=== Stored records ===

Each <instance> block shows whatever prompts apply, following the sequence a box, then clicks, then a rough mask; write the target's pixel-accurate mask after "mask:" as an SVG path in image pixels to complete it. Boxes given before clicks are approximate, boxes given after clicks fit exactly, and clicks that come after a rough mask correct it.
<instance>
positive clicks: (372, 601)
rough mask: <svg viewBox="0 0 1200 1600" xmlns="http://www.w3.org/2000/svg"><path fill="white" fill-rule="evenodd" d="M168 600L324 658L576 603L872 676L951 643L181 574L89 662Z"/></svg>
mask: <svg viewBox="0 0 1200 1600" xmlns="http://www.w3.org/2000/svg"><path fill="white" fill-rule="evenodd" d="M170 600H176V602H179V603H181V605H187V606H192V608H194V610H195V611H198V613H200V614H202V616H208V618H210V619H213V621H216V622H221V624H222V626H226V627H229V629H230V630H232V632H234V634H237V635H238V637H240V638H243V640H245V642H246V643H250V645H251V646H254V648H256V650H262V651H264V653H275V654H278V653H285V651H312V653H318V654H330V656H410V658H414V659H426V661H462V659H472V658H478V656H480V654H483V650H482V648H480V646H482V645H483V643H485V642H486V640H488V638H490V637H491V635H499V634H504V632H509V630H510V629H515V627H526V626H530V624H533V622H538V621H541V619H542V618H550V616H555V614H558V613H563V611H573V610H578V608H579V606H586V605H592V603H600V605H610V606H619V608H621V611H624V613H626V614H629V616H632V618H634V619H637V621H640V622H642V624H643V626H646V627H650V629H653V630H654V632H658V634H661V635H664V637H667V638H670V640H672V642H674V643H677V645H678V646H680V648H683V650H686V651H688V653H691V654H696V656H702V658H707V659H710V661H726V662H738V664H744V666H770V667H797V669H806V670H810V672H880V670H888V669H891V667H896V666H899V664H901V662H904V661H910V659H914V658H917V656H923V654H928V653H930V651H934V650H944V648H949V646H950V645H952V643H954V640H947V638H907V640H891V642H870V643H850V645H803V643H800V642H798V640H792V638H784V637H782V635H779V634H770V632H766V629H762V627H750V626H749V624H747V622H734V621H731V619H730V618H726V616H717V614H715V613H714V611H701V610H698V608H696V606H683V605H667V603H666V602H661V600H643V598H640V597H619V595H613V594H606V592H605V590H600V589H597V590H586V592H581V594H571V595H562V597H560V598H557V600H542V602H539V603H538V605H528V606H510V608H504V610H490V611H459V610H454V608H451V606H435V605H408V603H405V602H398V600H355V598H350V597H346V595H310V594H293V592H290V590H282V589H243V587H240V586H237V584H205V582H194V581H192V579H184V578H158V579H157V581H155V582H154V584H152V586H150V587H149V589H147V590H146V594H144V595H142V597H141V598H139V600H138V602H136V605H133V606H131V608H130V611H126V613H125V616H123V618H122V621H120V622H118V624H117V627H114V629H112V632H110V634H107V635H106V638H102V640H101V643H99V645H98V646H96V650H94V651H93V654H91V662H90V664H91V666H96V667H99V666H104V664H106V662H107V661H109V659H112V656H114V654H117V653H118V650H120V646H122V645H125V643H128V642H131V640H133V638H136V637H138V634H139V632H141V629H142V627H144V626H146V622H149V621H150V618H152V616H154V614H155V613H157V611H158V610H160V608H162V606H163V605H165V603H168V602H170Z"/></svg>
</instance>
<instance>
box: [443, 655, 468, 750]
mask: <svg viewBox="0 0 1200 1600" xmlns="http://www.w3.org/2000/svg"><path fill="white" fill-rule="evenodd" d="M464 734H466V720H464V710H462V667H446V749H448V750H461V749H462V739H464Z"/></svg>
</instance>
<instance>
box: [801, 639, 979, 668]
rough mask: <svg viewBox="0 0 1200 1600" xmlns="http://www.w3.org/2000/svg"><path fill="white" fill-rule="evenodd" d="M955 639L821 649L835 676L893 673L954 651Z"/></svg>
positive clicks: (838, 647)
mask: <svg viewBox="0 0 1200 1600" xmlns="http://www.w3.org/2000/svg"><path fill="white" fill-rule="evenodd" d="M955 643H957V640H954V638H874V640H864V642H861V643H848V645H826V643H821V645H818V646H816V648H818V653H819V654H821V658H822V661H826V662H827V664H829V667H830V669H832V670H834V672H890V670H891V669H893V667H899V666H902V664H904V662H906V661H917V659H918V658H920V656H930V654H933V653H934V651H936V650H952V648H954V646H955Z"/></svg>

=== INSTRUCTIONS FOR THE TASK ===
Rewrite every one of the entries above, putting "coarse mask" wherever "rough mask" appears and leaving everything else unchanged.

=== EXPECTED ANSWER ===
Each <instance> block shows whatever prompts apply, following the sequence a box, then clicks, then a coarse mask; write the target's pixel-accurate mask after "mask:" as an SVG path in image pixels to complete it. Boxes given before clicks are approximate, boxes given after clicks fit exactly, and clicks that come after a coarse mask correct it.
<instance>
positive clicks: (372, 601)
coarse mask: <svg viewBox="0 0 1200 1600" xmlns="http://www.w3.org/2000/svg"><path fill="white" fill-rule="evenodd" d="M168 600L324 658L576 603L872 676L951 643L181 574L89 662Z"/></svg>
mask: <svg viewBox="0 0 1200 1600" xmlns="http://www.w3.org/2000/svg"><path fill="white" fill-rule="evenodd" d="M170 600H176V602H179V603H181V605H187V606H192V608H194V610H195V611H198V613H200V614H202V616H208V618H210V619H213V621H216V622H221V624H222V626H226V627H229V629H230V630H232V632H234V634H237V635H238V637H240V638H243V640H245V642H246V643H250V645H251V646H254V648H256V650H262V651H264V653H275V654H278V653H285V651H312V653H318V654H330V656H410V658H414V659H426V661H462V659H472V658H478V656H480V654H483V650H482V648H480V646H482V645H483V643H485V642H486V640H488V638H490V637H491V635H499V634H504V632H509V630H510V629H515V627H526V626H530V624H533V622H538V621H541V619H542V618H550V616H555V614H558V613H563V611H573V610H578V608H579V606H586V605H592V603H600V605H610V606H619V608H621V611H624V613H626V614H629V616H632V618H634V619H637V621H640V622H642V624H643V626H646V627H650V629H653V630H654V632H658V634H661V635H664V637H667V638H670V640H672V642H674V643H677V645H678V646H680V648H683V650H686V651H688V653H691V654H696V656H702V658H707V659H710V661H726V662H738V664H744V666H770V667H797V669H806V670H810V672H880V670H888V669H891V667H896V666H899V664H901V662H904V661H910V659H914V658H917V656H923V654H928V653H930V651H934V650H944V648H949V646H950V645H952V643H954V640H947V638H907V640H891V642H870V643H850V645H803V643H800V642H798V640H792V638H784V637H782V635H779V634H770V632H766V629H762V627H750V626H749V624H747V622H734V621H731V619H730V618H726V616H717V614H715V613H714V611H701V610H698V608H696V606H683V605H667V603H666V602H661V600H643V598H640V597H619V595H613V594H606V592H605V590H600V589H597V590H586V592H581V594H571V595H562V597H560V598H557V600H542V602H539V603H538V605H528V606H510V608H504V610H490V611H459V610H454V608H451V606H435V605H408V603H405V602H398V600H355V598H350V597H346V595H310V594H293V592H290V590H282V589H243V587H240V586H237V584H205V582H194V581H192V579H184V578H158V579H157V581H155V582H154V584H152V586H150V587H149V589H147V590H146V594H144V595H142V597H141V598H139V600H138V602H136V605H133V606H131V608H130V611H126V613H125V616H123V618H122V621H120V622H118V624H117V627H114V629H112V632H110V634H107V635H106V638H102V640H101V643H99V645H98V646H96V650H94V651H93V654H91V662H90V664H91V666H96V667H99V666H104V664H106V662H107V661H109V659H112V656H114V654H117V653H118V650H120V646H122V645H125V643H128V642H131V640H133V638H136V637H138V634H139V632H141V629H142V627H144V626H146V622H149V621H150V618H152V616H154V614H155V613H157V611H158V610H160V608H162V606H163V605H165V603H168V602H170Z"/></svg>
</instance>
<instance>
box: [443, 655, 468, 750]
mask: <svg viewBox="0 0 1200 1600" xmlns="http://www.w3.org/2000/svg"><path fill="white" fill-rule="evenodd" d="M464 734H466V720H464V710H462V667H446V749H448V750H461V749H462V739H464Z"/></svg>
</instance>
<instance>
box: [801, 639, 979, 668]
coarse mask: <svg viewBox="0 0 1200 1600" xmlns="http://www.w3.org/2000/svg"><path fill="white" fill-rule="evenodd" d="M955 639L821 649L835 676L893 673L954 651Z"/></svg>
positive clicks: (838, 647)
mask: <svg viewBox="0 0 1200 1600" xmlns="http://www.w3.org/2000/svg"><path fill="white" fill-rule="evenodd" d="M955 643H957V640H954V638H874V640H864V642H861V643H848V645H826V643H821V645H818V646H816V648H818V653H819V654H821V658H822V661H826V662H827V664H829V667H830V669H832V670H834V672H890V670H891V669H893V667H899V666H902V664H904V662H906V661H917V659H918V658H920V656H930V654H933V653H934V651H936V650H952V648H954V646H955Z"/></svg>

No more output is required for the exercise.